WHAT IS NEEDED: Count the lines in the entries below that contain the string "query". Reply with that number only.

Collected data entries:
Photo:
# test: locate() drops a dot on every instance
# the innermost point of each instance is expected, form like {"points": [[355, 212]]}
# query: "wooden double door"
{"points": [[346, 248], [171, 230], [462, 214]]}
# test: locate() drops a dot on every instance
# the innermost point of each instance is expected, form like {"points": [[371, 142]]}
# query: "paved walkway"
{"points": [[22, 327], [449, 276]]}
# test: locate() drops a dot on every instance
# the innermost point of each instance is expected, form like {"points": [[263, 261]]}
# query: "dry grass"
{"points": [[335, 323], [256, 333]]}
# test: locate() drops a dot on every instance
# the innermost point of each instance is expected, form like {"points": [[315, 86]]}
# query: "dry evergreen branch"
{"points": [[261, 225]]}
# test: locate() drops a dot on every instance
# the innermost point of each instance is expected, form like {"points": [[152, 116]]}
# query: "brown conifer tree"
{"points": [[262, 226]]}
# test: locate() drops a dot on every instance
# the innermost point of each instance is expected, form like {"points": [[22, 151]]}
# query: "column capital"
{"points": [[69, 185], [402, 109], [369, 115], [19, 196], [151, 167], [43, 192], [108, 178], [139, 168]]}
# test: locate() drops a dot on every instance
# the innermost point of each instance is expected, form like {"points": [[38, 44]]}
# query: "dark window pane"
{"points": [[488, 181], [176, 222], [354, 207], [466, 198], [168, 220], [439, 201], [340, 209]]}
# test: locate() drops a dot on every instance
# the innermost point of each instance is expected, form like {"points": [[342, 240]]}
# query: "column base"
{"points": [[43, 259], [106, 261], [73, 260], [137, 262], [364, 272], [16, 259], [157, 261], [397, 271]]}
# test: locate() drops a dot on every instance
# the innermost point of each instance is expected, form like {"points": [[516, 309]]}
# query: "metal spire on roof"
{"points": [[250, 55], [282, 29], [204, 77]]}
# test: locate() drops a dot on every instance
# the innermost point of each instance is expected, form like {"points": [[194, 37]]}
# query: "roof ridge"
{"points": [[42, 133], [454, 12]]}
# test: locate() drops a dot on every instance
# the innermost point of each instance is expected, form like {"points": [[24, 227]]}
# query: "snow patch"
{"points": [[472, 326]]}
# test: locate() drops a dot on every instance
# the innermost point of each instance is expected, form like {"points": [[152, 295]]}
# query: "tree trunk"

RESPONSE: 12